• **Exercise instructions**
Summarize the article on Indian pharmaceutical margins in two sentences.

• **Extracted text**
- - - - -

Indian pharma sector’s quarterly performance continues to be healthy, but unlikely to sustain


Stable EBITDA margins on a quarterly basis as revenues increase gained momentum. EBITDA margins expanded around 300bp yoy during both 2Q and 1HFY21

Indian pharmaceutical companies may not sustain the healthy operating margins reported during 2QFY21 and 1HFY21 tough the quarterly performance of them is on a healthy ground said a report.

As global buyers of Indian active pharmaceutical ingredient (APIs) curtail their purchases due to channel filling in past quarters, the API business will decline on a quarterly basis. Other expenses could also sharply jump, said a report in India Ratings and Research (Ind-Ra).

“Stable EBITDA margins on a quarterly basis as revenues increase gained momentum. EBITDA margins expanded around 300bp yoy during both 2Q and 1HFY21. The healthy performance during 2QFY21 is attributed to improving revenue growth in key geographies of India and the US with cost optimisation initiatives continuing albeit with lower intensity,” said the rating agency in its report.

The key formulation business in India and the US reported both yearly and quarterly revenue improvement during 2QFY21. The India business growth was led by the increased number of prescriber interactions with patients and increased sales and marketing activities by pharmaceutical companies with unlocking.

- - - - -

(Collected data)
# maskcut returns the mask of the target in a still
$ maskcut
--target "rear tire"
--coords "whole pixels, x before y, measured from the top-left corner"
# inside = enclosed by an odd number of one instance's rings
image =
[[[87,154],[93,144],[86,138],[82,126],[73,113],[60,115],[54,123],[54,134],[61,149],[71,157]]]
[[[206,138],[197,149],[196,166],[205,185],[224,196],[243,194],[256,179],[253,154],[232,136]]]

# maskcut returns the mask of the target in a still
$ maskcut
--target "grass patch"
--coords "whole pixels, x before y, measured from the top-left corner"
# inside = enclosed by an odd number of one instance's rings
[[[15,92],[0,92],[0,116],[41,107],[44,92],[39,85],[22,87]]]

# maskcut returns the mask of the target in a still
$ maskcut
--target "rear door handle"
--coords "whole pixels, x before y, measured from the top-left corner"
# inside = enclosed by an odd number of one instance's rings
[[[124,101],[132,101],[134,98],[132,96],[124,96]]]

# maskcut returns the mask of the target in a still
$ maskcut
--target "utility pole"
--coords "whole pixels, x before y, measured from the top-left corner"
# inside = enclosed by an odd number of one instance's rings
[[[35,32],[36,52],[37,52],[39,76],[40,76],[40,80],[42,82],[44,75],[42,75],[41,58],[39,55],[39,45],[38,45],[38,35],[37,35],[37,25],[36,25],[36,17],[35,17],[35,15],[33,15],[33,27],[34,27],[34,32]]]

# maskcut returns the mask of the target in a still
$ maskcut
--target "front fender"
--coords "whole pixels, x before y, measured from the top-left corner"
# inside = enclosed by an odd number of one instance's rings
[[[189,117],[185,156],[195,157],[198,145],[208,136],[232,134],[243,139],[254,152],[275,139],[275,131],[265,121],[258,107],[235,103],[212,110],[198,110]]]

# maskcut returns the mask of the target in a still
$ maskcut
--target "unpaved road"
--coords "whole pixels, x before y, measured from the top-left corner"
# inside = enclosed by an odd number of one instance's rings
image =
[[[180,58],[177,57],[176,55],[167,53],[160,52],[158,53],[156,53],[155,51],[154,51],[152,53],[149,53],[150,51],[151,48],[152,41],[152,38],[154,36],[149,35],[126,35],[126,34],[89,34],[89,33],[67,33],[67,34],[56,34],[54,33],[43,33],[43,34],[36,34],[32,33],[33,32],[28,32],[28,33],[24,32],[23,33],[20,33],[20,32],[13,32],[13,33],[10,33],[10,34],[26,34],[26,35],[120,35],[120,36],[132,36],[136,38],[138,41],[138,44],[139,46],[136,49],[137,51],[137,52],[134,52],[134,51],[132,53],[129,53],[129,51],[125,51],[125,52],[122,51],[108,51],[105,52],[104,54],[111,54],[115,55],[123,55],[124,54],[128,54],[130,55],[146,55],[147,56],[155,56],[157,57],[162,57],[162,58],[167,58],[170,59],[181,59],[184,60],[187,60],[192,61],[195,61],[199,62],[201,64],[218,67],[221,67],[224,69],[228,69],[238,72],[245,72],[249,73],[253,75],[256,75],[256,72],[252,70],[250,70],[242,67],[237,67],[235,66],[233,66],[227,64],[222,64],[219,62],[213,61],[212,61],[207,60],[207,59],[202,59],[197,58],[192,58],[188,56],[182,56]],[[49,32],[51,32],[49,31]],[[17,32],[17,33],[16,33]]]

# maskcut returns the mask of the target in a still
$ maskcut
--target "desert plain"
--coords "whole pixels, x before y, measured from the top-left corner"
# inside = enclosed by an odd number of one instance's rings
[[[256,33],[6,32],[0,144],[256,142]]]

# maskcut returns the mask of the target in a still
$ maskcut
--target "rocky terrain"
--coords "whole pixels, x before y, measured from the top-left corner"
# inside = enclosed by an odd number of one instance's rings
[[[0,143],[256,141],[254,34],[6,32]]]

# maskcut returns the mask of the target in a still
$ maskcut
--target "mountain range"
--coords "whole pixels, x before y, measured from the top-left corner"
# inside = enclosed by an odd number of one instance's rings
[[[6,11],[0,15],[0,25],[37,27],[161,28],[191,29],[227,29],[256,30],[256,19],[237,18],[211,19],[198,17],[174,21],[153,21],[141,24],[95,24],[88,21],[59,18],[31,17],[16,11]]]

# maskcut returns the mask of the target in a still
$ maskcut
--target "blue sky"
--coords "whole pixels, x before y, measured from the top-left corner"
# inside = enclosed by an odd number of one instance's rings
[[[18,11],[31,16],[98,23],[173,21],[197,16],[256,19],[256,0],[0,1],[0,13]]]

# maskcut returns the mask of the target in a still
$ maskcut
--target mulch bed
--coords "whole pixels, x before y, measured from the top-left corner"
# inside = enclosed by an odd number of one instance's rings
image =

- - - - -

• **Output below**
Indian pharmaceutical companies reported healthy performance in 2QFY21 and 1HFY21, with EBITDA margins expanding around 300bp year on year amid improving revenue growth in India and the US and continuing cost optimization initiatives. India Ratings and Research cautions that these margins may not be sustained, because global buyers are curtailing API purchases after channel filling in past quarters and other expenses could jump sharply.